(Material to process begins)

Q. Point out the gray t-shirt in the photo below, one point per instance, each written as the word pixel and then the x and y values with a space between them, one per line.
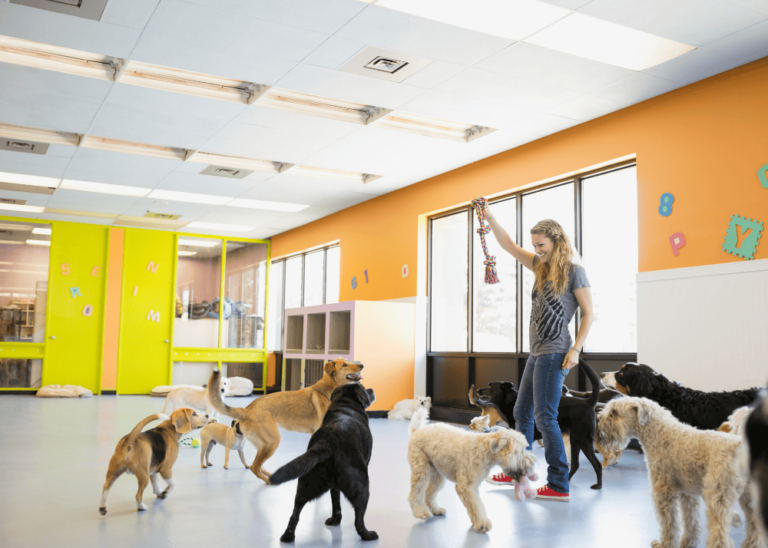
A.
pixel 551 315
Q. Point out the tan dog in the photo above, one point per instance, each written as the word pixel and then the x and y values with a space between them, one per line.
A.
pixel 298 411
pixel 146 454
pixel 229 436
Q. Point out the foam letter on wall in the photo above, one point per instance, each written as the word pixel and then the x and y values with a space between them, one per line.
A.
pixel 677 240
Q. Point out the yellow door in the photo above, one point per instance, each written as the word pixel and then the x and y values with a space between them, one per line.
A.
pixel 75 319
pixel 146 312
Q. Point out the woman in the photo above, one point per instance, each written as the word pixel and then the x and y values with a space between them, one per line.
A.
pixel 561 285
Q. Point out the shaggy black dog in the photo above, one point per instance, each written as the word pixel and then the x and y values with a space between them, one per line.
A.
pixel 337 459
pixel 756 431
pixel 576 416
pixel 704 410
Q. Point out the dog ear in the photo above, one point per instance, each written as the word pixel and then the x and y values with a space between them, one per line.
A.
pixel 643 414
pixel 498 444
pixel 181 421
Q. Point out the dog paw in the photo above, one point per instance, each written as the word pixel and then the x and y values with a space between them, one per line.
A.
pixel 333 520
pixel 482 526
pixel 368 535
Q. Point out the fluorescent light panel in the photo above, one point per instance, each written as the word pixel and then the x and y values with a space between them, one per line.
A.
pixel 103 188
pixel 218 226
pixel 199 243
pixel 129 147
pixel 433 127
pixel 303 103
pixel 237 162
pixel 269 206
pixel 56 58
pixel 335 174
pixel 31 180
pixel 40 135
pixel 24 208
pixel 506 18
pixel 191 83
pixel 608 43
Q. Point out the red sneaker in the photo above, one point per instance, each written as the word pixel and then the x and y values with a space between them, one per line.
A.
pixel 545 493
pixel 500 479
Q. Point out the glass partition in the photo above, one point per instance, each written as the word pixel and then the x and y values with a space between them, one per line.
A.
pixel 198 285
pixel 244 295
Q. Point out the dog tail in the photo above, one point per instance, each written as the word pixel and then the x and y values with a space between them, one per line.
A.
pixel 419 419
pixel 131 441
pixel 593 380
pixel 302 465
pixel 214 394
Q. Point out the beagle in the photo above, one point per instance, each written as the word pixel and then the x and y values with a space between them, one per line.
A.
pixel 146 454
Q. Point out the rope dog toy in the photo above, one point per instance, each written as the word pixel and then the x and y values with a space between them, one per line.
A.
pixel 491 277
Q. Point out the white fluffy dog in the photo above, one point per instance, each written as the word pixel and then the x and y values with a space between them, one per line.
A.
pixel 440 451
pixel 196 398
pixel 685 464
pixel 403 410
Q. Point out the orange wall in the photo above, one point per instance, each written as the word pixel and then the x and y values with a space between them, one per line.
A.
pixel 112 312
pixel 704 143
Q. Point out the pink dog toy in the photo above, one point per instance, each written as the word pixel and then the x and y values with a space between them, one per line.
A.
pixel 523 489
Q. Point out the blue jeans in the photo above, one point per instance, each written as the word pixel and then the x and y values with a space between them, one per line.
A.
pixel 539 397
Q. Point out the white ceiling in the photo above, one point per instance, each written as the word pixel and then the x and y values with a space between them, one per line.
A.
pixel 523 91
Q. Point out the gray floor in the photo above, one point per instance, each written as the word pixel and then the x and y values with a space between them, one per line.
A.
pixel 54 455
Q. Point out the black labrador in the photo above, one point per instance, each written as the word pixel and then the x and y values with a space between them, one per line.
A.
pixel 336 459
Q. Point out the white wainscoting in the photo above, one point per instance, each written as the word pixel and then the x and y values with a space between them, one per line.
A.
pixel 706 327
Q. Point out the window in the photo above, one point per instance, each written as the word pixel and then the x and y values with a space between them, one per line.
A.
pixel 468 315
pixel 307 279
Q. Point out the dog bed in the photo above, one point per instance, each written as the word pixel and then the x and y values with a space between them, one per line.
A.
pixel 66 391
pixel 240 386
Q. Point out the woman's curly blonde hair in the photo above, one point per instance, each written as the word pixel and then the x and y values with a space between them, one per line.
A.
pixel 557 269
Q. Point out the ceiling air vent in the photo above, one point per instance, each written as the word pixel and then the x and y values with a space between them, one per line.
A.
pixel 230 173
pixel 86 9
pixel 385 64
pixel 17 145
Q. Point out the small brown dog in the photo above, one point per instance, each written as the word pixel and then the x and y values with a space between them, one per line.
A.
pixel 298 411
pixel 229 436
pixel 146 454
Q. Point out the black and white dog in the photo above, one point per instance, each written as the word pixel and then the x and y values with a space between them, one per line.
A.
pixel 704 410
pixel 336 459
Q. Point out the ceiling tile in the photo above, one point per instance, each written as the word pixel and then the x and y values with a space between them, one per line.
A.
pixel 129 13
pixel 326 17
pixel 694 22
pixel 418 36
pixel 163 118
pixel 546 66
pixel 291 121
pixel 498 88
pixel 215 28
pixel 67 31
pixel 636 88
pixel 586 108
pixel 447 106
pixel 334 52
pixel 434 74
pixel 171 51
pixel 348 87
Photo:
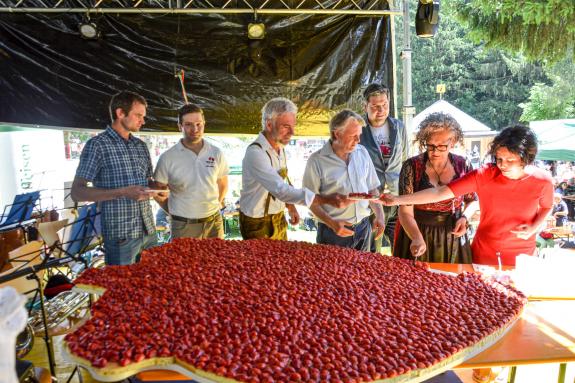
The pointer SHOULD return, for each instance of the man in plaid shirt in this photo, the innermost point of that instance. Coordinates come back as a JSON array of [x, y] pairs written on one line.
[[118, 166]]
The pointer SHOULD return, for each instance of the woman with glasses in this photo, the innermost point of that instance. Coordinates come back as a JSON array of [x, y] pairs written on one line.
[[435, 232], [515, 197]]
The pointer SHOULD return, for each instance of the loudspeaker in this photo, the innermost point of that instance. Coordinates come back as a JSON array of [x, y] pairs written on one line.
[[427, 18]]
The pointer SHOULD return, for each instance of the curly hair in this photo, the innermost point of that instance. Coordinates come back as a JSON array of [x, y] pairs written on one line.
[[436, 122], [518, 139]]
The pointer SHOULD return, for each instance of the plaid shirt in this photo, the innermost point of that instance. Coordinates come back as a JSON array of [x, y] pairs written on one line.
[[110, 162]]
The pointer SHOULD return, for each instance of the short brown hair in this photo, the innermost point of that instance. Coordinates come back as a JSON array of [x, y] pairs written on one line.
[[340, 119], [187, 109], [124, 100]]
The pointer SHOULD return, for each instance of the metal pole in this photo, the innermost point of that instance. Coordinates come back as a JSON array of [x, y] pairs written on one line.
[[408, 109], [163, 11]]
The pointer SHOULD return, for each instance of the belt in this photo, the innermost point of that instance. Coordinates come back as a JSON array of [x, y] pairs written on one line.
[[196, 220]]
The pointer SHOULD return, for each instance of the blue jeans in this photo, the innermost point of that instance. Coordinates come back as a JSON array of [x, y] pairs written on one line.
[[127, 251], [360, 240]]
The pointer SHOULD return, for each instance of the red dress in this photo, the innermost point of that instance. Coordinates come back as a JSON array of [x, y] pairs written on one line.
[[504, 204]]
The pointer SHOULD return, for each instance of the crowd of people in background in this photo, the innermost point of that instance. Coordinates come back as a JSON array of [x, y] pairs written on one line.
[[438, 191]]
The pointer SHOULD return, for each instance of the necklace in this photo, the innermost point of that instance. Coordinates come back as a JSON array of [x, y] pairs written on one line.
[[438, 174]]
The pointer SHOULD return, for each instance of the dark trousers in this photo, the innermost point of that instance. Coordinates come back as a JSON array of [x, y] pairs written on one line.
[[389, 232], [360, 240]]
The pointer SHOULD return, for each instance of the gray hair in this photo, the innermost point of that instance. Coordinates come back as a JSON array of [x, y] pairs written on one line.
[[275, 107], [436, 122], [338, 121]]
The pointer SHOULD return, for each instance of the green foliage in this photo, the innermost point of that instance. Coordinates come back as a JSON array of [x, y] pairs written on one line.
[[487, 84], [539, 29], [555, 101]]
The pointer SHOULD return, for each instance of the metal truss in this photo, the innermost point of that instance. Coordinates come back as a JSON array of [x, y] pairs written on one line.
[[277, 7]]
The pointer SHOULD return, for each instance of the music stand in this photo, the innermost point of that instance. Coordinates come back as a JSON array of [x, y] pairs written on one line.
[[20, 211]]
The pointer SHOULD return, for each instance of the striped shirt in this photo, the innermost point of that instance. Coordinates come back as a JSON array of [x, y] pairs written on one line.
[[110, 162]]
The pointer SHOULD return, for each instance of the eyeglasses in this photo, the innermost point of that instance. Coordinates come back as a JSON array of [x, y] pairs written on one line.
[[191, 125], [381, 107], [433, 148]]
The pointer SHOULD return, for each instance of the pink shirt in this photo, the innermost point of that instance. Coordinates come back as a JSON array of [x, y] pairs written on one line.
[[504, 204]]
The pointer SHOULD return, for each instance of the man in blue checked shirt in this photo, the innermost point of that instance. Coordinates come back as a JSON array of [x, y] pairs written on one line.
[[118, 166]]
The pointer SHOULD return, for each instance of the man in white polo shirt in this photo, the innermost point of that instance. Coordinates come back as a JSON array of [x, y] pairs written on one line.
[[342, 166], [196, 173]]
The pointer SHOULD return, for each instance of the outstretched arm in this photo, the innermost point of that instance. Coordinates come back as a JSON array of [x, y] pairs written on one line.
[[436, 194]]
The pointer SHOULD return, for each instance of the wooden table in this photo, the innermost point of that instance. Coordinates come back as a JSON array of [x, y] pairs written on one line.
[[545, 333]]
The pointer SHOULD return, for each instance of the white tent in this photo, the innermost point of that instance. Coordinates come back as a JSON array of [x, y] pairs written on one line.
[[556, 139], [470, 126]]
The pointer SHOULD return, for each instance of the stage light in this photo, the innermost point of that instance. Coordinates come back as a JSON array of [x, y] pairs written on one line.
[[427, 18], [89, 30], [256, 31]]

(Material to process ends)
(Material to process begins)

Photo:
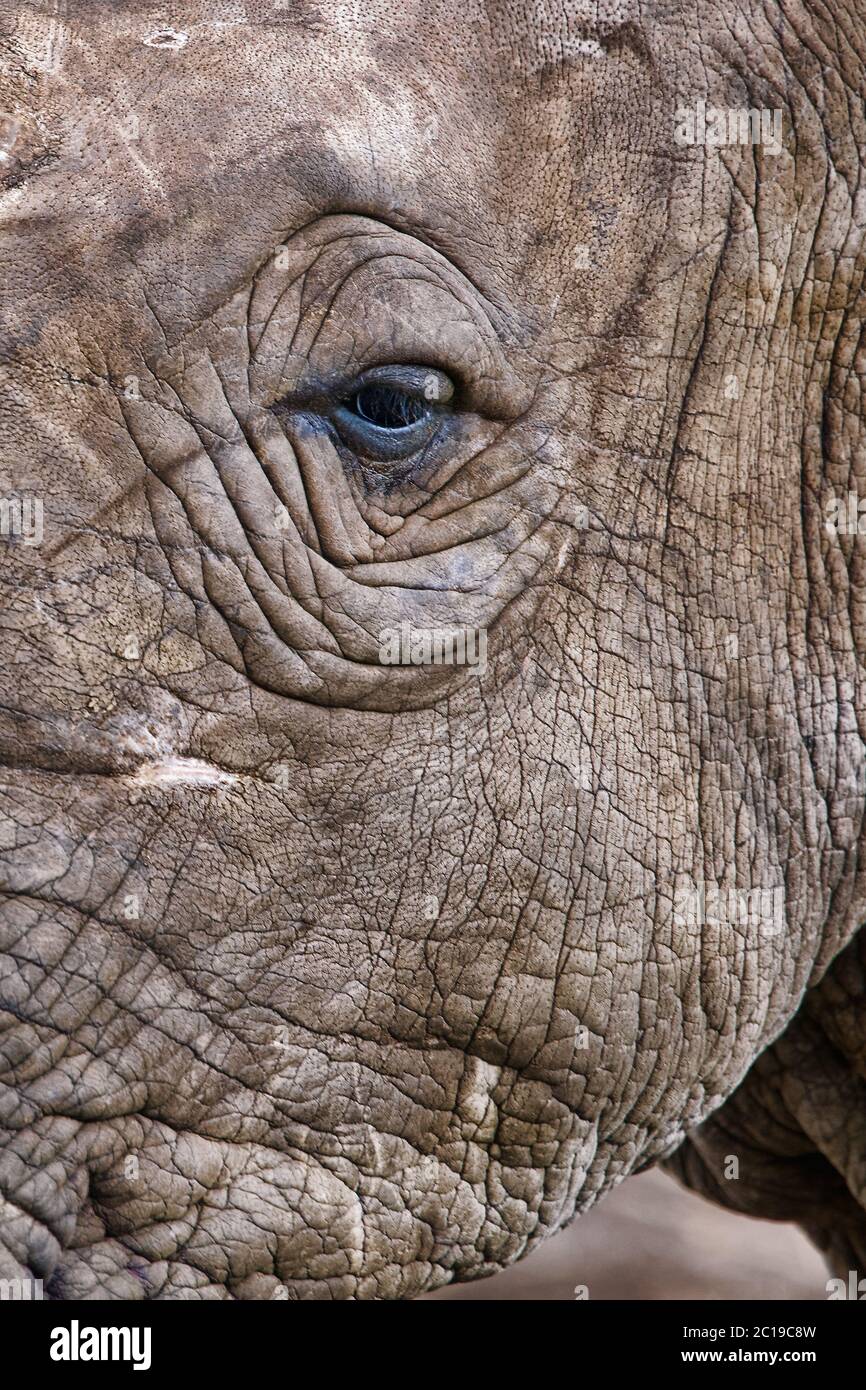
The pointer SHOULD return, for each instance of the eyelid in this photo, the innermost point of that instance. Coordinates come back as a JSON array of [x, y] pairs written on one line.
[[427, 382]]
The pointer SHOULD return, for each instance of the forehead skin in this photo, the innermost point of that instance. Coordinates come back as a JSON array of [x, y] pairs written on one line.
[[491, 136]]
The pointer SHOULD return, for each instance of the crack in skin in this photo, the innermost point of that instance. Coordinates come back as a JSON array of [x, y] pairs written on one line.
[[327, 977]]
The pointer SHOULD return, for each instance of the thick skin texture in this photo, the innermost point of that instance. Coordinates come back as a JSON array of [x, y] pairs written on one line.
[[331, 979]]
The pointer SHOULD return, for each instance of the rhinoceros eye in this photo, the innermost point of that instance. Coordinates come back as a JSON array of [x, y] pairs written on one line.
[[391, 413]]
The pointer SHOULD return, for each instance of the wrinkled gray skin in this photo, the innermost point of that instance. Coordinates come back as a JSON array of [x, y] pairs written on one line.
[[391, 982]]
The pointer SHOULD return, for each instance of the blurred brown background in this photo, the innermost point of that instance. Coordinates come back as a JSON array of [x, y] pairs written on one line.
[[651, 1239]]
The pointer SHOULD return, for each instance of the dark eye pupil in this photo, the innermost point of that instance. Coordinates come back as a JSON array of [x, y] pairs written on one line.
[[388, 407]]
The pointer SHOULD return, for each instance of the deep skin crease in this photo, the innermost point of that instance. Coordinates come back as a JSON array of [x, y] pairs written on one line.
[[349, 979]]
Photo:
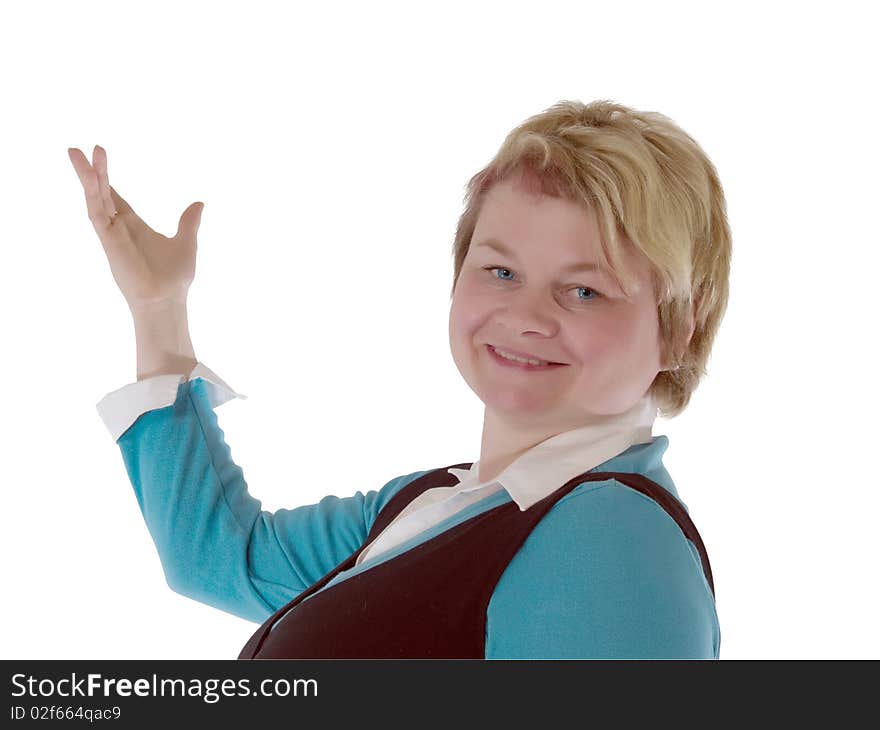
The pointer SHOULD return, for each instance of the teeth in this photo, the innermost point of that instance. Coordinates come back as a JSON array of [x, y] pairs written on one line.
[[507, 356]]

(Material to process ends)
(Material to process begins)

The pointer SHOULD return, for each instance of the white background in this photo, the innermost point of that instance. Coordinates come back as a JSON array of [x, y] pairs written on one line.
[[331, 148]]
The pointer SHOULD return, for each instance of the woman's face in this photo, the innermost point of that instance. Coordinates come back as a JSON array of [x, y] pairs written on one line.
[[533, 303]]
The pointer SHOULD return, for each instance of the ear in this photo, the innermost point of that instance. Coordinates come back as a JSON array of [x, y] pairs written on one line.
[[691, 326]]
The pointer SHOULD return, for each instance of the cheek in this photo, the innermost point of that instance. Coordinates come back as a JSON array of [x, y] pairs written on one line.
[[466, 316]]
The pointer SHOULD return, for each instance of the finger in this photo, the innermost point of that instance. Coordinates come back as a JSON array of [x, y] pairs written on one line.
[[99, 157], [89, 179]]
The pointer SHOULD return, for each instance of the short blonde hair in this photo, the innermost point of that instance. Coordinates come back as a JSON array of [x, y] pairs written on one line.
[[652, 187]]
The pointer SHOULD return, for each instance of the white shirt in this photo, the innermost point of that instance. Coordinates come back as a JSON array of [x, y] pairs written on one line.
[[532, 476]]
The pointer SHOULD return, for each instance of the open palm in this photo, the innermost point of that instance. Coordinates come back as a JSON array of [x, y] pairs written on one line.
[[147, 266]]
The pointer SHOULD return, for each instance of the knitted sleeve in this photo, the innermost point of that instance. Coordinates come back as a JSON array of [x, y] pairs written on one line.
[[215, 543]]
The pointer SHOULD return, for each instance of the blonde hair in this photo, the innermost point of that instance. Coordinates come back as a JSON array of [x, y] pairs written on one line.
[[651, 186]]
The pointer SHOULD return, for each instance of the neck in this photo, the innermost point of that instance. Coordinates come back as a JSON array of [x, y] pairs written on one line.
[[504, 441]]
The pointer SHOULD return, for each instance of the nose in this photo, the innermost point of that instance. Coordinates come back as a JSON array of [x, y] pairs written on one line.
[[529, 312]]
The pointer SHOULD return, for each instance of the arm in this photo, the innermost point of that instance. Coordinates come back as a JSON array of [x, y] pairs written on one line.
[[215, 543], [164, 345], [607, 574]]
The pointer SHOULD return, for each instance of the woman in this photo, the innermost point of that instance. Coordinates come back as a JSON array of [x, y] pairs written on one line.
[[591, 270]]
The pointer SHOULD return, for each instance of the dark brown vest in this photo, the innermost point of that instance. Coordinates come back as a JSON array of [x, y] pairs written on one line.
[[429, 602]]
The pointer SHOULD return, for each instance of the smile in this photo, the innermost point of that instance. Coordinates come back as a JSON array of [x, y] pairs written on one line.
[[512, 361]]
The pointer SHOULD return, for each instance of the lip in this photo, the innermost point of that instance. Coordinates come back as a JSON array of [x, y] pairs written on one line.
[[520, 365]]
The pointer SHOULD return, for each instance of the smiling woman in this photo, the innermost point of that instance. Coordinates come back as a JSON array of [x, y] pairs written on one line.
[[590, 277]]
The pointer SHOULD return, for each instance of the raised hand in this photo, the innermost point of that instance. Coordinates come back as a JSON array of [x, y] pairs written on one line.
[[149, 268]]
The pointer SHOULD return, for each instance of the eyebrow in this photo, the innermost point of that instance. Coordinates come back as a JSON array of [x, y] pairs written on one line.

(Material to process ends)

Using the data above, copy each line that contains "wall".

| Result |
Q. Point out the foam letter on wall in the photo above, one point per instance, each written as the word pixel and then the x and y values with a space between them, one per line.
Q. Point out the orange wall in the photo above, one point per instance, each written as the word pixel and then the x and y values with a space between them, one per line.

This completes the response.